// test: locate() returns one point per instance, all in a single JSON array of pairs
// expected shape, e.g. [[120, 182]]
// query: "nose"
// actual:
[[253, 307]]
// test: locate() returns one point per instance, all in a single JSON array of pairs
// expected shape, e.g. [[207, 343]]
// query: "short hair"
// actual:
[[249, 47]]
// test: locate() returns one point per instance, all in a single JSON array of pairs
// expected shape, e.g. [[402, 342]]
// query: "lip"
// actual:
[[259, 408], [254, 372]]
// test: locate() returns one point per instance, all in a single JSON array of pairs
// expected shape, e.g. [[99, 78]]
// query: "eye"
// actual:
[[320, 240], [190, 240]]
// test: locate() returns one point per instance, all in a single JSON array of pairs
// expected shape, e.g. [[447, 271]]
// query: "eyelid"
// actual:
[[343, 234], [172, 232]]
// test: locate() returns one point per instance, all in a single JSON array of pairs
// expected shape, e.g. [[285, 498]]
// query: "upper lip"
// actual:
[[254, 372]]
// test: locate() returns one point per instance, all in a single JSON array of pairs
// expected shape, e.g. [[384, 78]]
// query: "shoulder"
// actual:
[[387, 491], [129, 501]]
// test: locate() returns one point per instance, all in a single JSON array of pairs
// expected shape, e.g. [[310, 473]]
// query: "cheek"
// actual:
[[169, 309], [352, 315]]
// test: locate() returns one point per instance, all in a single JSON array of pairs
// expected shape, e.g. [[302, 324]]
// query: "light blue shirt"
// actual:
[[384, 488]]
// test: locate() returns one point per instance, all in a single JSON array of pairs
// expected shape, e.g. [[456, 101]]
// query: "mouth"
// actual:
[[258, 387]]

> **Prompt**
The reply should hold only the lines from the beginning of the listing above through the line with "e.g. [[402, 342]]", each one written exactly as it appears.

> **Exercise result**
// test: locate() returns one point per instance, all in a single JSON array of pairs
// expected shape, e.g. [[120, 182]]
// query: "nose"
// actual:
[[253, 307]]
// test: locate() returns one point per instance, all in a single JSON array of pairs
// expected shape, e.g. [[207, 343]]
// query: "short hair"
// actual:
[[249, 47]]
// test: locate() returns one point per instance, all in a single JSON array of pairs
// expected shape, e.g. [[402, 342]]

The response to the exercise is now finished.